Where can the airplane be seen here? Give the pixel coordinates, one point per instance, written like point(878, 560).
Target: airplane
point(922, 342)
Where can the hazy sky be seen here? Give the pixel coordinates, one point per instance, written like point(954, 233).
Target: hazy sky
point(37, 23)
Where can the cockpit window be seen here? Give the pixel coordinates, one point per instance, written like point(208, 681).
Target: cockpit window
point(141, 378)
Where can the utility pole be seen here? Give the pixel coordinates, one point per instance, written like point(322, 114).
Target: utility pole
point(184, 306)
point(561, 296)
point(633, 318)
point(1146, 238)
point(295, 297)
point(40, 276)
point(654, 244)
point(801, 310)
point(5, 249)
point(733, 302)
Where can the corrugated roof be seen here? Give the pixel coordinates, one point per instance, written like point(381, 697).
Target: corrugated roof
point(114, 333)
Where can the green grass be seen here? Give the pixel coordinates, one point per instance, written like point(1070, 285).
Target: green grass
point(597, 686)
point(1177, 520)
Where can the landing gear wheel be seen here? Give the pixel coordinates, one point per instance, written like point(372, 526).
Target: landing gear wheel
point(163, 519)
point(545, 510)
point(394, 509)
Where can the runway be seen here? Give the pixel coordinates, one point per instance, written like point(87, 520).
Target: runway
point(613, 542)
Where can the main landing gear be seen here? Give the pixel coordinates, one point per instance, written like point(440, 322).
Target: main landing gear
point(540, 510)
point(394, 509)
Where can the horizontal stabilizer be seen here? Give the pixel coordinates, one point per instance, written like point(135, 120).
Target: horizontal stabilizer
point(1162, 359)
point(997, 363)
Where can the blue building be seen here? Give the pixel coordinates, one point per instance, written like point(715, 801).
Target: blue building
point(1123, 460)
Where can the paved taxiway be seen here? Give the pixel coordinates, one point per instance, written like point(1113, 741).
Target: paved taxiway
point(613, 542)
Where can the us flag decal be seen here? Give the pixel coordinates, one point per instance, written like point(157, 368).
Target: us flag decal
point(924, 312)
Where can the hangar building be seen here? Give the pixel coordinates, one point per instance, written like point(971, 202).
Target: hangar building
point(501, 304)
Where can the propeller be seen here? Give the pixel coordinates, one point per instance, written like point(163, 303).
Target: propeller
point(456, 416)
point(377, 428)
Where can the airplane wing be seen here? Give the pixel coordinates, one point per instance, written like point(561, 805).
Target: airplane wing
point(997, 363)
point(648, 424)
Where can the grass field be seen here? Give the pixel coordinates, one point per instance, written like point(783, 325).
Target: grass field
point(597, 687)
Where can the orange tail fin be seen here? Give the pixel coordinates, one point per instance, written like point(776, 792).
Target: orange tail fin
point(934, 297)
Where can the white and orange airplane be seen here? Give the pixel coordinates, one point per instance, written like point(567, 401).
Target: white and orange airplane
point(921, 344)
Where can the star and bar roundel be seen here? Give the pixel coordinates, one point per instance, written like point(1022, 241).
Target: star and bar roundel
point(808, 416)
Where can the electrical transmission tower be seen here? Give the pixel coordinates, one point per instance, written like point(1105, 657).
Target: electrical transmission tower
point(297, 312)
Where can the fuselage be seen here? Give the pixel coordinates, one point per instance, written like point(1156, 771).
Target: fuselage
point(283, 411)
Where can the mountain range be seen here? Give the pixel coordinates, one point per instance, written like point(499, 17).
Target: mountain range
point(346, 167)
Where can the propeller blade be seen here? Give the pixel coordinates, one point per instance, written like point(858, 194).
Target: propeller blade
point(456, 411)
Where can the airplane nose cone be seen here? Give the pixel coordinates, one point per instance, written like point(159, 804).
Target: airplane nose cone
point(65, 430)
------------------------------------
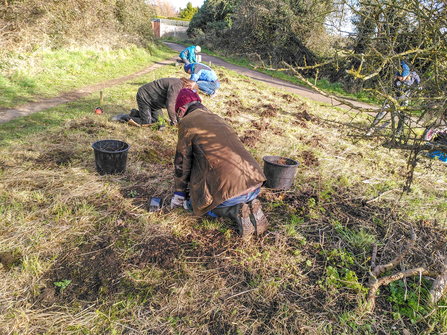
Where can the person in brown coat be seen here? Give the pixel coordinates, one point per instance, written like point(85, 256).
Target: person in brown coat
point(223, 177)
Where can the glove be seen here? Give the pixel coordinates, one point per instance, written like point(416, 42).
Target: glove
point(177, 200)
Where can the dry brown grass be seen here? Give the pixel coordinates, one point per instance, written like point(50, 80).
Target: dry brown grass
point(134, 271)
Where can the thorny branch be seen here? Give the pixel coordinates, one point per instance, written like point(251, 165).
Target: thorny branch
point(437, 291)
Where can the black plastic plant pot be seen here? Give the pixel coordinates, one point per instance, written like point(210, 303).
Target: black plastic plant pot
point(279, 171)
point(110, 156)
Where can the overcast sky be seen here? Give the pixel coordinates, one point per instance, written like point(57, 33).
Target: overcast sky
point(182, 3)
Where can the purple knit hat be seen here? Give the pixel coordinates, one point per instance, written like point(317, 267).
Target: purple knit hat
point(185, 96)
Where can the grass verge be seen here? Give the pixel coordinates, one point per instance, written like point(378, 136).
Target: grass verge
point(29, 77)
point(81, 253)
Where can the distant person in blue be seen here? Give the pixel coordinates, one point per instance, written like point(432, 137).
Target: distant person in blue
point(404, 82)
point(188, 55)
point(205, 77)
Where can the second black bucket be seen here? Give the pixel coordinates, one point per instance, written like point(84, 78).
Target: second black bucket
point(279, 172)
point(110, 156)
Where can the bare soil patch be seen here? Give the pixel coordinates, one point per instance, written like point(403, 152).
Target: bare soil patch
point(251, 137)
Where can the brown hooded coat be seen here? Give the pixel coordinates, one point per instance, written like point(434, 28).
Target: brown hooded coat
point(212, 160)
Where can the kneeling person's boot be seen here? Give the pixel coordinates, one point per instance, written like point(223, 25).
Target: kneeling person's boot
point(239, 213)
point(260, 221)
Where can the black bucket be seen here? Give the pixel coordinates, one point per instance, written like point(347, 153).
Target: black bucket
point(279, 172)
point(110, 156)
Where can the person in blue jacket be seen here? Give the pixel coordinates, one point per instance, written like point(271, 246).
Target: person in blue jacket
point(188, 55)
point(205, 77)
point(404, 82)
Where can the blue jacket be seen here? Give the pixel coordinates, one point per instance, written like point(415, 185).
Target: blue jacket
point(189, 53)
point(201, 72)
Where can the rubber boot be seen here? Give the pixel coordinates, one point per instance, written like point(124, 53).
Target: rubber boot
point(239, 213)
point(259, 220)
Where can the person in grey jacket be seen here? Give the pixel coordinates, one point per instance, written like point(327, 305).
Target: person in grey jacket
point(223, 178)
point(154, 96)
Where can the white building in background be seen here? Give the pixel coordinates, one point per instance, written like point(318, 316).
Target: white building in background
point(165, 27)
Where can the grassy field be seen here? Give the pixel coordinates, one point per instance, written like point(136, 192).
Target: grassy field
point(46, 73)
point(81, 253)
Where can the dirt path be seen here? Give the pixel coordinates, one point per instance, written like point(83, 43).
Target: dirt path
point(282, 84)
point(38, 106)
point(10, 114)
------------------------------------
WORK TO BE COMPLETED:
Show every line of the material above that contains the string "blade".

ANSWER IN FULL:
Where can the propeller blade be seen here? Give the pixel coordinates, one point per instance, written like point(858, 194).
Target: propeller blade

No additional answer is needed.